::: TRECHO DO DOCUMENTO :::

Acadêmica e Cultural

DO “BOM” AO “MAU” SELVAGEM: O INDIANISMO ÀS AVESSAS

15/03/2010 10:58

O herói nacional dentro do modernismo: o olhar de Oswald de Andrade

Por: Francis Paula C. Duarte[1]

 

Dentro da iconoclastia modernista, o Romantismo era um dos alvos do passadismo a ser demolido e uma das figuras elegidas como emblema foi o personagem Peri. Menotti del Picchia chegou a escrever, no Jornal do Comércio, em 1921 (Silva Brito, p. 192), um libelo onde atacava a mitologia romântica e todos os mitos que constituíam para ele o passado e o nacionalismo piegas: "Peri é o academismo arcaico dos Durões, dos Paranapiacaba; é o marca-passo político, é o ramerrão econômico, é a unicultura tradicionalista, é a escultura do Aleijadinho, é o regionalismo estreito da literatura pseudonacional, é Canudos, é numa palavra, tudo quanto é velho, obsoleto, anacrônico, ainda a atuar nas nossas letras...". Mais tarde Aleijadinho será recuperado pelos modernistas. E a crítica reconhecerá no Modernismo traços do Romantismo. (ALMEIDA, 1999)

Mas até então o índio romântico, como dizia Oswald de Andrade, era o índio de caixa de biscoito Aymoré. O indianismo — expressão mais estandartizada do romantismo inclui num espectro ao qual pertence também a Canção do Exílio, não tanto como exaltação da nacionalidade, mas reafirmação de um lugar que não é o lugar europeu. (ALMEIDA, 1999)

Para Oswald de Andrade, a Antropofagia era, nesses termos, nada além do exercício da identidade; quer dizer, o potencial que as pessoas possuem para se legitimarem, elas próprias, em relação (ou oposição, inclusive) à Outridade hegemônica. Sendo escorada por tais valores, a antropofagia oswaldiana era uma bofetada contra todas as formas de colonialismo, sendo também um novo começo e a emancipação por meio da arte. Mesmo que não houvesse dúvida quanto ao fato de o paradigma antropófago ser o seu território, implicando isso a uma breve volta às raízes dadaístas, devo sublinhar que Siqueiros concebia também a identidade como um assunto de autenticação e não como um mero motivo de representação. (ALMEIDA, 1999)

Na marcação da cultura moderna, a síntese implícita na tradição é uma condenação tanto contra as formas alienistas ou internas de dominação política quanto uma estratégia visando à afirmação dos valores indígenas ignorados ao longo dos séculos.

:::

▶ **TAREFA PROPOSTA A**: Reproduza a passagem do texto sobre o indianismo que vai de "Mas até então" até "europeu. (ALMEIDA, 1999)", inclusive, trocando "biscoito" por "bolacha".
▶ **TAREFA PROPOSTA B**: Segundo o texto sobre o indianismo, em que jornal e em que ano Menotti del Picchia escreveu o libelo contra a mitologia romântica?

::: MATERIAL DE APOIO :::

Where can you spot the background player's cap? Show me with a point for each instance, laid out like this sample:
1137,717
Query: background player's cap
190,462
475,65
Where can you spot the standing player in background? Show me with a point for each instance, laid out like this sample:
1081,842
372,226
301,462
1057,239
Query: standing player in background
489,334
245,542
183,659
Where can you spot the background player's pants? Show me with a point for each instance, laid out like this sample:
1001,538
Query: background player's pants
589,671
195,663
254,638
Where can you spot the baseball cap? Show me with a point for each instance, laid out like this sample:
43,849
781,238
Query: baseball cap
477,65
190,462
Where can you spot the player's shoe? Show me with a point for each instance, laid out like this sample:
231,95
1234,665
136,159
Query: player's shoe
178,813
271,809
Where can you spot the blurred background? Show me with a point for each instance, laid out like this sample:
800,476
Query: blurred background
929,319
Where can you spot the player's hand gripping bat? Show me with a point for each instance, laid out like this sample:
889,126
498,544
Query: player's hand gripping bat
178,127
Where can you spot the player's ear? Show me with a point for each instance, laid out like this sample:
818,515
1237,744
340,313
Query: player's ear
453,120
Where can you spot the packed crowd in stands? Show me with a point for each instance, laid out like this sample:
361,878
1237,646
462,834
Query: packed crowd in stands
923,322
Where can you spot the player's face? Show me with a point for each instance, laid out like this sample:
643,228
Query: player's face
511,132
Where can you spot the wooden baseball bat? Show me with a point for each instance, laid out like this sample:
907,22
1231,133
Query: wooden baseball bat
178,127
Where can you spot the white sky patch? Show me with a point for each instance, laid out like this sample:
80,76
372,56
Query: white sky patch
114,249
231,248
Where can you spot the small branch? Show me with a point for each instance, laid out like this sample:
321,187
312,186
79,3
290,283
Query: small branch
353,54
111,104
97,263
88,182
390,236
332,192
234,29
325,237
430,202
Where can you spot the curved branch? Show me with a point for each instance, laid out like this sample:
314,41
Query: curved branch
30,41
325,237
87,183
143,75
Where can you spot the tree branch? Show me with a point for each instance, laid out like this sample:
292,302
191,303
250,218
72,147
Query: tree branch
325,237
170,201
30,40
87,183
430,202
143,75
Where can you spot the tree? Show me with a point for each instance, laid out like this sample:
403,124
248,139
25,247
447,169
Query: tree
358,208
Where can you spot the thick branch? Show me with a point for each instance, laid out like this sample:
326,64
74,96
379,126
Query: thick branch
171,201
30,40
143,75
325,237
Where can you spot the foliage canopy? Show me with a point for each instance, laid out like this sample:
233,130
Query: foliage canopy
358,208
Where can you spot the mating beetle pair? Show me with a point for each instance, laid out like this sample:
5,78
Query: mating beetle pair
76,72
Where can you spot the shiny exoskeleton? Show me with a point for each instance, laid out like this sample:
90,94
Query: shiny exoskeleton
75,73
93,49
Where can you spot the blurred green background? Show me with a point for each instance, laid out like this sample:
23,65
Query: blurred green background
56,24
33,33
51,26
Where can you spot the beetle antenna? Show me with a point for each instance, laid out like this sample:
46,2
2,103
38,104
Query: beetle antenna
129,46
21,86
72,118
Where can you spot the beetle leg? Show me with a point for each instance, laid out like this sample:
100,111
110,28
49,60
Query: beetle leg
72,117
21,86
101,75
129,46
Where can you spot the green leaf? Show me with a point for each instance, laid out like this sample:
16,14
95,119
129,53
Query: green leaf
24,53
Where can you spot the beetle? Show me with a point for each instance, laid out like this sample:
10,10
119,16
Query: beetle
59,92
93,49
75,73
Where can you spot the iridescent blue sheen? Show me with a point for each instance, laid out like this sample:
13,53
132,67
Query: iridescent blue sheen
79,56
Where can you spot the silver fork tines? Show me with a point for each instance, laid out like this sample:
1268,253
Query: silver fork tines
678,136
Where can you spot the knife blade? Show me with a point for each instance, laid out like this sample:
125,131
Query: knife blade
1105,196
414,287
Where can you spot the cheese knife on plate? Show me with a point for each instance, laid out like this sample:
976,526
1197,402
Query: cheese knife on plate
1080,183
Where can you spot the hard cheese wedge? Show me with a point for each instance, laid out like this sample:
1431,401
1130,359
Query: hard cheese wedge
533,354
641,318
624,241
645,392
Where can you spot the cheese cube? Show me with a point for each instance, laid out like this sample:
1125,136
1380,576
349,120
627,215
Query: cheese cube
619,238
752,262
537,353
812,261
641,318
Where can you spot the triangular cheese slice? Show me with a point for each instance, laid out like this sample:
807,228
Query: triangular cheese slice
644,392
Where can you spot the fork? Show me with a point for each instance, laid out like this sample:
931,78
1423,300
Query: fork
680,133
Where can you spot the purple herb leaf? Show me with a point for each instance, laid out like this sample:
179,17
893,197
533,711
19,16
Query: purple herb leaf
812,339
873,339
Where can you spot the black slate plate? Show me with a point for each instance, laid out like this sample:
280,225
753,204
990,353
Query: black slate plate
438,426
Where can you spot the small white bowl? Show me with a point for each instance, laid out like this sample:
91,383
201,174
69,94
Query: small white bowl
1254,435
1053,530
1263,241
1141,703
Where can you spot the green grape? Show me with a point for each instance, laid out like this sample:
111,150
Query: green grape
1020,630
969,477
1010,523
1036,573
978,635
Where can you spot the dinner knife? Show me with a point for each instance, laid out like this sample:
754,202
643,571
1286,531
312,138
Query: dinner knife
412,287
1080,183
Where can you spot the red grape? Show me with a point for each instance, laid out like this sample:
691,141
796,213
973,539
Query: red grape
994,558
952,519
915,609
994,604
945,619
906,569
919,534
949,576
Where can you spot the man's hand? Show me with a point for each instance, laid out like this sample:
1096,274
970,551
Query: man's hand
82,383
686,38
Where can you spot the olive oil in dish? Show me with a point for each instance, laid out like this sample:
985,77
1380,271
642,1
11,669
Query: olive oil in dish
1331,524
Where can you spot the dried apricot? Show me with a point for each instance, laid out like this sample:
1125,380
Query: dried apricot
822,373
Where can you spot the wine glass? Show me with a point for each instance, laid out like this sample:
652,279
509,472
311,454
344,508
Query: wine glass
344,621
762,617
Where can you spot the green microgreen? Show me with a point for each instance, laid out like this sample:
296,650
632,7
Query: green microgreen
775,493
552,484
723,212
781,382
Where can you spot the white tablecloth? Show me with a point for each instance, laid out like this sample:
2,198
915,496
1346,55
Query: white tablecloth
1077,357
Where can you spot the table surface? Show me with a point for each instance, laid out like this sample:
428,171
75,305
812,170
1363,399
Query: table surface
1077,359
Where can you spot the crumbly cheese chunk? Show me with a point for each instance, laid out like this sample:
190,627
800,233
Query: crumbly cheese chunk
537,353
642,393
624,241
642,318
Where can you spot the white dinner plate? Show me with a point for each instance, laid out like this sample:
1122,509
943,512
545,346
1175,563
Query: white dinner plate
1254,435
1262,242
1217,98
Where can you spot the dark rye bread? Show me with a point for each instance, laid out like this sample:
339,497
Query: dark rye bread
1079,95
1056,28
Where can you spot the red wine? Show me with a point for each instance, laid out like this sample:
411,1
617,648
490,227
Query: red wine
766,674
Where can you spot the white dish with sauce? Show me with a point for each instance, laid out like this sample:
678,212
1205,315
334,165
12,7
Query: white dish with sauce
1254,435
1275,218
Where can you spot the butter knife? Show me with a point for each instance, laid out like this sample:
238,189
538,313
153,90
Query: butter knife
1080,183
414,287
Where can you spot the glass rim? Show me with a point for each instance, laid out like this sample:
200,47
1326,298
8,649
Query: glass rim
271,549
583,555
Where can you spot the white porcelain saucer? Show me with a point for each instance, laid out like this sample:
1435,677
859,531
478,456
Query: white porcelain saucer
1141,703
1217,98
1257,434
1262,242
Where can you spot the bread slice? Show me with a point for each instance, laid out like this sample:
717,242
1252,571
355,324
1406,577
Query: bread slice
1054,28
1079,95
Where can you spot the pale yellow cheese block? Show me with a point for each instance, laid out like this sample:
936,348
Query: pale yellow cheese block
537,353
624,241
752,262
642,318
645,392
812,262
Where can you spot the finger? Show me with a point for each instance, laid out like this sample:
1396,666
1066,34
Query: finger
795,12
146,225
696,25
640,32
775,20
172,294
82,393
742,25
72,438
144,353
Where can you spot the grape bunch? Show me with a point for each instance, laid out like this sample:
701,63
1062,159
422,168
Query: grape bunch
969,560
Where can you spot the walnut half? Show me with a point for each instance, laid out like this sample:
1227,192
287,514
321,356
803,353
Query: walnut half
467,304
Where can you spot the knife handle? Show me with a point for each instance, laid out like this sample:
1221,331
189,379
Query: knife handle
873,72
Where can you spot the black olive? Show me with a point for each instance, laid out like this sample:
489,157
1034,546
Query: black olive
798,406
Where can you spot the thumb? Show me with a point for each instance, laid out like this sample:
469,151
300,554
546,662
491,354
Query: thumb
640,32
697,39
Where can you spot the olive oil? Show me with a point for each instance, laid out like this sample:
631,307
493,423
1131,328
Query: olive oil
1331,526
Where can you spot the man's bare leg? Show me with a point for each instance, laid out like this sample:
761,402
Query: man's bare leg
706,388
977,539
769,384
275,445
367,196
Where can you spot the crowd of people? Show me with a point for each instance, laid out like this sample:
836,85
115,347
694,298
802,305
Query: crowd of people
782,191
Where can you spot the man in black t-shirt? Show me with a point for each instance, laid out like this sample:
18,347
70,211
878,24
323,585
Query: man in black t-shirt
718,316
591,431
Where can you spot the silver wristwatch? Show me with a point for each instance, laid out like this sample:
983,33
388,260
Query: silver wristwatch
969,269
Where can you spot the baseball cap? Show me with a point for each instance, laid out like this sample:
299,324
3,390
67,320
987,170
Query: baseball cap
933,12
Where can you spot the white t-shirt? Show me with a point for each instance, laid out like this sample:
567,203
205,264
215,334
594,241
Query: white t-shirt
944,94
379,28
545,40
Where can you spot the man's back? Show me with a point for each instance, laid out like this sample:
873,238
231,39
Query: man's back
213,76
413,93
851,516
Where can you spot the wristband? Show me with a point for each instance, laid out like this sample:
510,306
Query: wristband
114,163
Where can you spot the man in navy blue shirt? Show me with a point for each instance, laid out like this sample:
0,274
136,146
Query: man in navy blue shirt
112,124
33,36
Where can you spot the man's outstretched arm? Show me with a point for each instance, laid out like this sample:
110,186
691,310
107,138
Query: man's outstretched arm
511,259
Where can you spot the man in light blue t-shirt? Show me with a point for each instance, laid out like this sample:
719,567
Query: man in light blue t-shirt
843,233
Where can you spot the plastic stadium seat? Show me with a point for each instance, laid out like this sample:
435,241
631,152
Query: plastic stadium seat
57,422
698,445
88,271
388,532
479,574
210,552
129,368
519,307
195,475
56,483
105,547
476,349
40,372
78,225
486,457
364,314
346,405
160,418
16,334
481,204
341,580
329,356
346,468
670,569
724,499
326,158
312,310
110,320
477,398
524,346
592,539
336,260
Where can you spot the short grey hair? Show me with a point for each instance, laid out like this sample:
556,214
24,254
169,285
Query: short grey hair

:::

▶ **RESPOSTA COMPLETA A**:
Mas até então o índio romântico, como dizia Oswald de Andrade, era o índio de caixa de bolacha Aymoré. O indianismo — expressão mais estandartizada do romantismo inclui num espectro ao qual pertence também a Canção do Exílio, não tanto como exaltação da nacionalidade, mas reafirmação de um lugar que não é o lugar europeu. (ALMEIDA, 1999)

▶ **RESPOSTA COMPLETA B**: No Jornal do Comércio, em 1921.